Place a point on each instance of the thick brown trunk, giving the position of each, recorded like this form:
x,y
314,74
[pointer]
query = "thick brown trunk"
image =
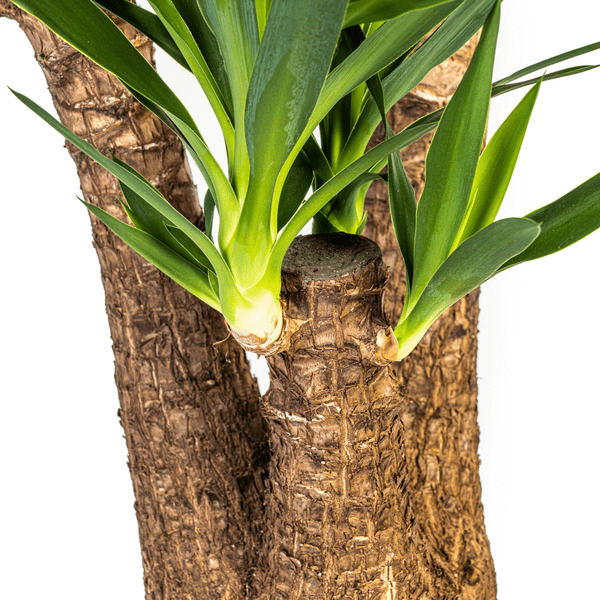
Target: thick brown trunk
x,y
440,411
339,507
197,442
189,408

WHAT THE TASK REQUIRES: Could you quote all of the lines above verbatim, omitting the pictures?

REPLY TO THE EXERCISE:
Place a point on each instance of the thick brown trunk, giving the position of each, recorded like this form:
x,y
314,74
[pointer]
query = "thick brown trunk"
image =
Target: thick brown trunk
x,y
440,411
339,507
197,442
189,408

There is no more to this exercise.